### TEXTO FORNECIDO ###

De São Paulo
É pouco provável que um ato como o massacre de Realengo pudesse ser previsto, quanto mais evitado.
A perturbação mental que cercou a conduta, aliada a uma premeditação de larga antecedência, misto de loucura e método, insere o ato entre aqueles para o qual toda prevenção é insuficiente, todo cuidado, pouco.
No entanto, apesar de tenebrosos, tais acontecimentos têm a capacidade de iluminar dados de que já sabíamos, mas não com a contundência que a tristeza abrupta impõe à realidade.
O primeiro é a gravidade das consequências do preconceito, do qual o bullying escolar é apenas uma pequena etapa de aprendizado.
Diz a imprensa que ex-colegas do atirador se sentem hoje culpados pelo bullying que praticaram contra ele na escola. O garoto introvertido, feio, esquisito, calado, enfim, ridicularizado por aqueles que de alguma forma se sentem superiores, por qualidades que julgam ter.

### INFORMAÇÕES FORNECIDAS ###

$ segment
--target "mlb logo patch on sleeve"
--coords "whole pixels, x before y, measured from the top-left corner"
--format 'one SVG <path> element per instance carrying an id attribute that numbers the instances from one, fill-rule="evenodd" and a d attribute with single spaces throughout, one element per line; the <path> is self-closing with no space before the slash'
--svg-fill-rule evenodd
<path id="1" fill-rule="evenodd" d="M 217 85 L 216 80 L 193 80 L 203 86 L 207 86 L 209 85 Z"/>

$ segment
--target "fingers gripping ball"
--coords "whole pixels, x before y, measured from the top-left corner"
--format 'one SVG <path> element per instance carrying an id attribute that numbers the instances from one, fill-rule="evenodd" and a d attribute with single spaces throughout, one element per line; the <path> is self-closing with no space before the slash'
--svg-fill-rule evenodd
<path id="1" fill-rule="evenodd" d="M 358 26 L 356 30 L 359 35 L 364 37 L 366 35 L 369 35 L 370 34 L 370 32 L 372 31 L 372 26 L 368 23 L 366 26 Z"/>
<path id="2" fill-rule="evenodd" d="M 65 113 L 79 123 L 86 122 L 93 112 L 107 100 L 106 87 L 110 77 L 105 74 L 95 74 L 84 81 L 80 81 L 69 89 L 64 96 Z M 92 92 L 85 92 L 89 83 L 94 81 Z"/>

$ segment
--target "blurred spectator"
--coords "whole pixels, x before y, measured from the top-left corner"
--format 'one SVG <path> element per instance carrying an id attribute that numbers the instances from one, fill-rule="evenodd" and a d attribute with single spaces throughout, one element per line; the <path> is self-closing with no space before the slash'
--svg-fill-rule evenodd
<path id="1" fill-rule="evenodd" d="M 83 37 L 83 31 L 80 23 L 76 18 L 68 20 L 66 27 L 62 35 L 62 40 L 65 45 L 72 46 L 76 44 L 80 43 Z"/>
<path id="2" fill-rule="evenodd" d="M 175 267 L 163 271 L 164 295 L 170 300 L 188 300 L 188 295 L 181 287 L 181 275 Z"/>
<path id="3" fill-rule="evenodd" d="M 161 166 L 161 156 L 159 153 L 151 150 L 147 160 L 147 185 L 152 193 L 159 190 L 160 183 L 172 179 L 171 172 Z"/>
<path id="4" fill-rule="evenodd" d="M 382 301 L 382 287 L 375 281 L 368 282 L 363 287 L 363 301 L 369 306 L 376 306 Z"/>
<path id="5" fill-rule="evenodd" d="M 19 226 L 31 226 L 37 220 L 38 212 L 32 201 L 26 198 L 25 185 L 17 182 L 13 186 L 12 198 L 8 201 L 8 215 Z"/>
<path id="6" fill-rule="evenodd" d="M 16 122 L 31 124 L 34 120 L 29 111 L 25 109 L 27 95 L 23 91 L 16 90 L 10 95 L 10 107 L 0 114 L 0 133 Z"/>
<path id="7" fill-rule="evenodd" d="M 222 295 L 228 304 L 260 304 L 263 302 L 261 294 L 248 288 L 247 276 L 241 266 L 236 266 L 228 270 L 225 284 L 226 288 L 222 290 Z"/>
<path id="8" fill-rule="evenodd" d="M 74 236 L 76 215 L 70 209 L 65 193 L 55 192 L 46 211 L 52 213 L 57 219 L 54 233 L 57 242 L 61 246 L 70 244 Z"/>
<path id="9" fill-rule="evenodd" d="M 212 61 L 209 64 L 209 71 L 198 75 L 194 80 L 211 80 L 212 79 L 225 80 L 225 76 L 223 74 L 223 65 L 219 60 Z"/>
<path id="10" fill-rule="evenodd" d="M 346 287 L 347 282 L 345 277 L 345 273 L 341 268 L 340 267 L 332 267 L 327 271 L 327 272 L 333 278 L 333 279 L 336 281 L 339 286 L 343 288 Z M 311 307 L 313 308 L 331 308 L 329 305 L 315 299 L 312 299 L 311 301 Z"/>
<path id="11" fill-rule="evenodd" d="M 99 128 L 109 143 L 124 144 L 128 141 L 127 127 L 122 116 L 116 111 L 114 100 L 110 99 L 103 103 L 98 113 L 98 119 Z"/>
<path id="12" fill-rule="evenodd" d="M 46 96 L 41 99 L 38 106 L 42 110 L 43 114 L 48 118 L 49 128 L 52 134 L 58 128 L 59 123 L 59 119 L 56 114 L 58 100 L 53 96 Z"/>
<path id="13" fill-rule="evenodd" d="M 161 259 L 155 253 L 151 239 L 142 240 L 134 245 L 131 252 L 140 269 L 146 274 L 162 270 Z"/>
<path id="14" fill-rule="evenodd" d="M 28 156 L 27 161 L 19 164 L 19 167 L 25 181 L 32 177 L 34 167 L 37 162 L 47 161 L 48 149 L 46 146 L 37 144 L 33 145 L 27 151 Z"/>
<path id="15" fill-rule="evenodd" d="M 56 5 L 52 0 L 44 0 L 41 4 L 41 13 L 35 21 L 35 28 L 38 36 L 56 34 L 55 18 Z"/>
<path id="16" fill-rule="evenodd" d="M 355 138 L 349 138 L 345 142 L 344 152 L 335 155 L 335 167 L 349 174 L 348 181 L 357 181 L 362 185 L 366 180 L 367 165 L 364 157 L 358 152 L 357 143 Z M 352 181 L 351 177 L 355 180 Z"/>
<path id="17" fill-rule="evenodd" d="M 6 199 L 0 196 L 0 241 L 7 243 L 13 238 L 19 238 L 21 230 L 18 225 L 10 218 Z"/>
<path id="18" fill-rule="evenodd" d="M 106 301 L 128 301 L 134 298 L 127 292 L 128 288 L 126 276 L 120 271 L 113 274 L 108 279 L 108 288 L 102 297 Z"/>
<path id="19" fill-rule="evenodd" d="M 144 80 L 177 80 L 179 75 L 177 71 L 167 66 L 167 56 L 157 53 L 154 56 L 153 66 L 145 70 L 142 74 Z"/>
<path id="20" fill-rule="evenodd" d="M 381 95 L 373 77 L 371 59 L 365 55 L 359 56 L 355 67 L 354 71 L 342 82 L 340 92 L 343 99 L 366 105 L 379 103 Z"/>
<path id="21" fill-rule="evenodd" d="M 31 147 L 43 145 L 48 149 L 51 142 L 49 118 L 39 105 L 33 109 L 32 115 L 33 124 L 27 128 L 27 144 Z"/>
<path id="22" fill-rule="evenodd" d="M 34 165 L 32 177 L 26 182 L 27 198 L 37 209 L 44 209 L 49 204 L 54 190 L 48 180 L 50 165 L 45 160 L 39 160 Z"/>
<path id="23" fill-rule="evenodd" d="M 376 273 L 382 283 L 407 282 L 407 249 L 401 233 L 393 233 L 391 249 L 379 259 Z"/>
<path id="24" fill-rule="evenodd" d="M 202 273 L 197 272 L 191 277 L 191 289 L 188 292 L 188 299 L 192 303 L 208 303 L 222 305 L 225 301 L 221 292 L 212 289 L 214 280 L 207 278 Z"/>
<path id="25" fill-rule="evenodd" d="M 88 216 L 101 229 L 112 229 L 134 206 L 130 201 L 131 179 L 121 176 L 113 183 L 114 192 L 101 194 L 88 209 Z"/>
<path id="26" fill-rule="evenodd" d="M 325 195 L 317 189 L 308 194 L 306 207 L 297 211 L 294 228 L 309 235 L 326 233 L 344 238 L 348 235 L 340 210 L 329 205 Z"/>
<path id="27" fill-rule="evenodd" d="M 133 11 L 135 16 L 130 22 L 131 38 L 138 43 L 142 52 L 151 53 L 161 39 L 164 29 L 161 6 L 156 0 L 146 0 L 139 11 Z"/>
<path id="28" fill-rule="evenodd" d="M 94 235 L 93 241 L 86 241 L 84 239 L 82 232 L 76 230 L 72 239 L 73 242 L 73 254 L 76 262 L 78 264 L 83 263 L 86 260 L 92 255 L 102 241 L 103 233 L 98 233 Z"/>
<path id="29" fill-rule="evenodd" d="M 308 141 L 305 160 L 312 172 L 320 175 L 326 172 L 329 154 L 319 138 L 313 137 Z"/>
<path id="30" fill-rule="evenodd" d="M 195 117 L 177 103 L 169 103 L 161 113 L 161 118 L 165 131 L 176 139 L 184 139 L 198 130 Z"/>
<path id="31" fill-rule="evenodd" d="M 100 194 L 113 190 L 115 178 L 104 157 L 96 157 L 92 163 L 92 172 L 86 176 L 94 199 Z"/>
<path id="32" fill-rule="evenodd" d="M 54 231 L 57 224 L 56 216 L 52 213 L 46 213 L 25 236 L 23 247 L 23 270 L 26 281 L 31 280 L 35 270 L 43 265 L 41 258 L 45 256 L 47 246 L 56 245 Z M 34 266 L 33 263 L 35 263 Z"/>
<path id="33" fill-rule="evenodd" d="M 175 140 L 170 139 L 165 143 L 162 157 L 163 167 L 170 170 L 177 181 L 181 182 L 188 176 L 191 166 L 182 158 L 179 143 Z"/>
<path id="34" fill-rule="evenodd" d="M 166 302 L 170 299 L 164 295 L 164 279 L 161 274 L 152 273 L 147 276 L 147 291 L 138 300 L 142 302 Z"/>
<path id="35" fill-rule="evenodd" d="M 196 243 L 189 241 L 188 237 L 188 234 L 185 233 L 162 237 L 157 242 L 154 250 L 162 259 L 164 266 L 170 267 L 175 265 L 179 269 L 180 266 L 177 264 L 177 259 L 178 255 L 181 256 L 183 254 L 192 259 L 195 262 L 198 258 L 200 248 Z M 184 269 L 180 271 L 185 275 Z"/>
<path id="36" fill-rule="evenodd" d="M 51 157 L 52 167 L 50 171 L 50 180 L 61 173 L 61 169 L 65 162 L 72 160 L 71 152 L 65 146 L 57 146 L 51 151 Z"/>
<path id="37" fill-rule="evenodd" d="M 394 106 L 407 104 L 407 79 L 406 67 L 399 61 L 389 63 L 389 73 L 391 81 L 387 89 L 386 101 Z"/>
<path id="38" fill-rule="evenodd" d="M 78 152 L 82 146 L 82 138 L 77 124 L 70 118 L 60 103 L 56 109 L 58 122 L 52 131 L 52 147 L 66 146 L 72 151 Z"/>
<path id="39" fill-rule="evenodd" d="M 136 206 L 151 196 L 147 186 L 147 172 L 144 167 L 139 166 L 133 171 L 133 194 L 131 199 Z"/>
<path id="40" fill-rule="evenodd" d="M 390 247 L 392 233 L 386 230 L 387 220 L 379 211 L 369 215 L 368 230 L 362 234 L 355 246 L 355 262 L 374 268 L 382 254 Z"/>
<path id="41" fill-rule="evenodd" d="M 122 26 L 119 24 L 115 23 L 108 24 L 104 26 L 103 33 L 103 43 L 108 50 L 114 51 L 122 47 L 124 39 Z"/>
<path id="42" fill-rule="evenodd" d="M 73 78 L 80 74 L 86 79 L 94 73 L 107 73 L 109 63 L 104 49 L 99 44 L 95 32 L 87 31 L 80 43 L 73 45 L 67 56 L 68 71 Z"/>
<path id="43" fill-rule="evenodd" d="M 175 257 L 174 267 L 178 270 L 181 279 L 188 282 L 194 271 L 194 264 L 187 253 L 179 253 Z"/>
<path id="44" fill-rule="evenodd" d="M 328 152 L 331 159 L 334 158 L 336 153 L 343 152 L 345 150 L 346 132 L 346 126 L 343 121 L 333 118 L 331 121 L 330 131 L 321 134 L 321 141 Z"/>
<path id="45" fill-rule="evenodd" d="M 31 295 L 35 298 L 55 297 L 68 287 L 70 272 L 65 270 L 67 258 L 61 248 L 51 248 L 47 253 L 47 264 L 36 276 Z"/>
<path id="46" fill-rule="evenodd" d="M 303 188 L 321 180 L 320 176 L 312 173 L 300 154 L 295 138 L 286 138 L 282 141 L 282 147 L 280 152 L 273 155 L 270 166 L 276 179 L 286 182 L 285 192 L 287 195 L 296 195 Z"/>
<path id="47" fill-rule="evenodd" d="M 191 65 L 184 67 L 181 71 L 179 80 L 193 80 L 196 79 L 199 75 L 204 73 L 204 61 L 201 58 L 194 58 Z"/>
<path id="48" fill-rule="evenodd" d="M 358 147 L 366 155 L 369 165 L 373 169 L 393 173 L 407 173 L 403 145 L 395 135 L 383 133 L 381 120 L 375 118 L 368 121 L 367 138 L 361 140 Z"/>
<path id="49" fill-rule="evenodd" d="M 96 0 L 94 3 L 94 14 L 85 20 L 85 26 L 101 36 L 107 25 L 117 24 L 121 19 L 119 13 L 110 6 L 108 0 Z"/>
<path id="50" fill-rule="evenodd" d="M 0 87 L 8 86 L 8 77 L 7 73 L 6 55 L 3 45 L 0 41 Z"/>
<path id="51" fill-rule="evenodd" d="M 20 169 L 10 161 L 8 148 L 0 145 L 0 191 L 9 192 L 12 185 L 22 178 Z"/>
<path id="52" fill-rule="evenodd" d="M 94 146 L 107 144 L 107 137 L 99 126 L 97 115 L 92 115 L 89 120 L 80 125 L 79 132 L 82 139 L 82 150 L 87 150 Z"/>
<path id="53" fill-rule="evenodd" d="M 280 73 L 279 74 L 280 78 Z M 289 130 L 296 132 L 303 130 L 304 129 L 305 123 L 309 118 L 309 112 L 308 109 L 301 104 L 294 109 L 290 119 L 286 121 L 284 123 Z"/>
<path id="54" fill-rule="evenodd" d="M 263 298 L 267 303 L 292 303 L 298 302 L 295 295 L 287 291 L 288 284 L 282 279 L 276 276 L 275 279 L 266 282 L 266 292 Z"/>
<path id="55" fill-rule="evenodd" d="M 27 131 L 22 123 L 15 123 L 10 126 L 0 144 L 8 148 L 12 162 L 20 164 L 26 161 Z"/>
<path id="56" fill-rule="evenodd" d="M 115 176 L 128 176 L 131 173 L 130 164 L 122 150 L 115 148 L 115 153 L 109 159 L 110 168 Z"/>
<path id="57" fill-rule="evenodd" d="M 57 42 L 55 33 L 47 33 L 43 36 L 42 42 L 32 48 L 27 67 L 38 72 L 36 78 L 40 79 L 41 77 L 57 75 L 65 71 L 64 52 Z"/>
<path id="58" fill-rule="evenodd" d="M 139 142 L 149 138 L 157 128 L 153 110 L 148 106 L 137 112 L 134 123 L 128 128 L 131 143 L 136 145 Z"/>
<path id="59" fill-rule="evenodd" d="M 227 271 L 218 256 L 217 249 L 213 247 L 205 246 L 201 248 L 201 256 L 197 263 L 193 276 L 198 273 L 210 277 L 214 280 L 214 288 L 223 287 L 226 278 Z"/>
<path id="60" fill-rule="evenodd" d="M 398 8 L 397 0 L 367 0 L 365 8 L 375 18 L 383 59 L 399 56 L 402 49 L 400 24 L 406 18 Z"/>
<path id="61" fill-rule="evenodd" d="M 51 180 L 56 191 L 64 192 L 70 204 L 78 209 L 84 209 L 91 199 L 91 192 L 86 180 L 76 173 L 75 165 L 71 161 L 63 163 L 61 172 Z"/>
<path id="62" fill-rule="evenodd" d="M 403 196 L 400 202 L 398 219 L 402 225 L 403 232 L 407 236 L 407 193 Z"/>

###

#### [INSTRUÇÕES DA TAREFA]
Condense o parágrafo do texto sobre o massacre de Realengo que começa com "A perturbação mental que cercou a conduta" e preserve suas ideias principais.

#### [SOLUÇÃO]
Por unir perturbação mental e premeditação antiga, loucura e método, o ato está entre aqueles contra os quais nenhuma prevenção ou cuidado é suficiente.